## [SET EXERCISE]
Copy out all of the records below word for word, leaving out the pictures.
## start EXERCISE MATERIAL
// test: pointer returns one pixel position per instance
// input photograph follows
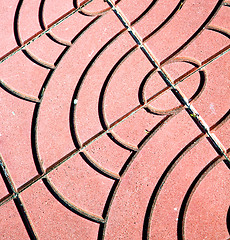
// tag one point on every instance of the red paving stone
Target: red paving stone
(94, 143)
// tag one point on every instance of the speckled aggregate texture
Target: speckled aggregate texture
(115, 119)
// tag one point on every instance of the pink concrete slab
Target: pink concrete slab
(94, 140)
(52, 219)
(200, 222)
(7, 39)
(22, 75)
(11, 223)
(165, 213)
(15, 137)
(185, 22)
(100, 151)
(82, 185)
(214, 102)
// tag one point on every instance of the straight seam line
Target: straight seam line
(203, 126)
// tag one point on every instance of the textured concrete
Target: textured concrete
(114, 123)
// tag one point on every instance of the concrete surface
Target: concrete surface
(115, 119)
## end EXERCISE MATERIAL
## [WRITTEN RESPONSE]
// test: pointer returns one pixel position per instance
// input photograph follows
// tag one point on every instance of the red paving stone
Target: red paving stone
(94, 143)
// tag one point on every instance of the speckled aggregate texture
Target: speckled aggregate texture
(115, 119)
// tag one point on every instance of the pink concrete slab
Target: pink concrete slab
(94, 140)
(52, 219)
(200, 222)
(7, 39)
(22, 75)
(11, 223)
(165, 213)
(15, 137)
(185, 22)
(100, 151)
(82, 185)
(214, 102)
// tag one point on every instance of the straight seam line
Target: straight seam line
(203, 126)
// tag one point on every instance of the textured concrete
Target: textured concrete
(114, 123)
// tag one point on every instance of the concrete surface
Target: concrete surface
(115, 119)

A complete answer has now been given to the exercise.